=== What you should do ===
Reproduce the records below exactly as they appear.

= = = = =

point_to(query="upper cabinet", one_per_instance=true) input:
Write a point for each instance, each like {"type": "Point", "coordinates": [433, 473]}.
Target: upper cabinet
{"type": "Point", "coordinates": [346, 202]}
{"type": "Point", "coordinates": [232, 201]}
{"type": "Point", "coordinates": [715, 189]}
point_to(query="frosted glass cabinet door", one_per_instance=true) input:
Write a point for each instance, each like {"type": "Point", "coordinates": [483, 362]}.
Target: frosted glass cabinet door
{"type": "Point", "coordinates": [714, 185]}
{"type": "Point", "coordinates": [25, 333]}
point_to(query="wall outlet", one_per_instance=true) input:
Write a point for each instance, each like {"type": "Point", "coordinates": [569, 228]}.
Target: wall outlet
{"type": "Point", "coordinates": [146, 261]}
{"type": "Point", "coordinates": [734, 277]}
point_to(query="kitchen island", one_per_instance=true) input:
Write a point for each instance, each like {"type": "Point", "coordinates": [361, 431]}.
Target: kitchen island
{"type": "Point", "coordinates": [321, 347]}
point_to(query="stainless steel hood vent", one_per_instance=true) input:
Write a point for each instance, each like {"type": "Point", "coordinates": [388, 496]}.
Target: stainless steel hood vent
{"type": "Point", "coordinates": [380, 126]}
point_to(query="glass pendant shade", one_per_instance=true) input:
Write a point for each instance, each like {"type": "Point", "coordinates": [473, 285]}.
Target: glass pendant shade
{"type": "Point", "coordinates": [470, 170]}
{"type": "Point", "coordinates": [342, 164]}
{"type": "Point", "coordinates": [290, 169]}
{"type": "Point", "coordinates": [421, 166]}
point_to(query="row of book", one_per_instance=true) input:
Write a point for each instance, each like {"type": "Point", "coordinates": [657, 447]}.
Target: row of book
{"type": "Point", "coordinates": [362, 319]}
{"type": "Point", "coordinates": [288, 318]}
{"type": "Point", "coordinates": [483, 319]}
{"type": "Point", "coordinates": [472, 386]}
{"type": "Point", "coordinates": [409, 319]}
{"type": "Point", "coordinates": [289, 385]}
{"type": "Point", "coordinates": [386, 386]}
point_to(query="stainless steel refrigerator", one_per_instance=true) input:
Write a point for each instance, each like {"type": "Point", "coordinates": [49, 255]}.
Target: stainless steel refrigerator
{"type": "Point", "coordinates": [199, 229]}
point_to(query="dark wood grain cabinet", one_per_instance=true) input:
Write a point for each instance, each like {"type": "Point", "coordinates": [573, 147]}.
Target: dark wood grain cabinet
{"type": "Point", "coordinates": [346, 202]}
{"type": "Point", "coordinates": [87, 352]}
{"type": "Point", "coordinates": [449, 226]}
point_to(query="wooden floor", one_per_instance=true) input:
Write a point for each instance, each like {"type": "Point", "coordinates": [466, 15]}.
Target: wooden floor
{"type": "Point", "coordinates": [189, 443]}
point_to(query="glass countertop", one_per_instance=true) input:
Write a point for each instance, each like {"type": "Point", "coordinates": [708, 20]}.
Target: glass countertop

= = = = =

=== Result of the task ===
point_to(query="upper cabinet", one_per_instance=true) input:
Write a point for each instance, each like {"type": "Point", "coordinates": [433, 473]}.
Target: upper cabinet
{"type": "Point", "coordinates": [346, 202]}
{"type": "Point", "coordinates": [232, 201]}
{"type": "Point", "coordinates": [715, 189]}
point_to(query="frosted glass cabinet door", one_per_instance=true) input:
Write a point for each instance, each like {"type": "Point", "coordinates": [483, 362]}.
Target: frosted glass cabinet door
{"type": "Point", "coordinates": [714, 185]}
{"type": "Point", "coordinates": [25, 333]}
point_to(query="wall outlet", one_per_instance=true) input:
Write a point for each instance, each like {"type": "Point", "coordinates": [569, 228]}.
Target: wall outlet
{"type": "Point", "coordinates": [146, 261]}
{"type": "Point", "coordinates": [734, 277]}
point_to(query="kitchen island", one_per_instance=true) input:
Write a point for each instance, each like {"type": "Point", "coordinates": [361, 431]}.
Target: kitchen island
{"type": "Point", "coordinates": [321, 347]}
point_to(query="stainless steel hood vent", one_per_instance=true) input:
Write a point for each instance, each like {"type": "Point", "coordinates": [388, 496]}.
Target: stainless steel hood vent
{"type": "Point", "coordinates": [380, 126]}
point_to(query="glass pendant shade", one_per_instance=true) input:
Write a point for each instance, each like {"type": "Point", "coordinates": [473, 285]}.
Target: glass pendant shade
{"type": "Point", "coordinates": [470, 170]}
{"type": "Point", "coordinates": [342, 164]}
{"type": "Point", "coordinates": [290, 169]}
{"type": "Point", "coordinates": [421, 166]}
point_to(query="row of book", one_per_instance=true) input:
Write a point for each instance, each like {"type": "Point", "coordinates": [657, 447]}.
Target: row of book
{"type": "Point", "coordinates": [362, 319]}
{"type": "Point", "coordinates": [288, 318]}
{"type": "Point", "coordinates": [483, 319]}
{"type": "Point", "coordinates": [472, 386]}
{"type": "Point", "coordinates": [409, 319]}
{"type": "Point", "coordinates": [289, 385]}
{"type": "Point", "coordinates": [386, 386]}
point_to(query="stainless steel refrigerator", one_per_instance=true) input:
Write a point for each instance, each like {"type": "Point", "coordinates": [49, 255]}.
Target: stainless steel refrigerator
{"type": "Point", "coordinates": [199, 229]}
point_to(query="dark wood grain cabinet", one_per_instance=true) input:
Write a point for each instance, each like {"type": "Point", "coordinates": [573, 147]}.
Target: dark wood grain cabinet
{"type": "Point", "coordinates": [346, 202]}
{"type": "Point", "coordinates": [87, 352]}
{"type": "Point", "coordinates": [449, 226]}
point_to(query="wooden floor", one_per_instance=true) input:
Write a point for each instance, each like {"type": "Point", "coordinates": [466, 15]}.
Target: wooden floor
{"type": "Point", "coordinates": [189, 443]}
point_to(query="glass countertop", one_per_instance=true) input:
Write a point for each instance, each like {"type": "Point", "coordinates": [708, 20]}.
Target: glass countertop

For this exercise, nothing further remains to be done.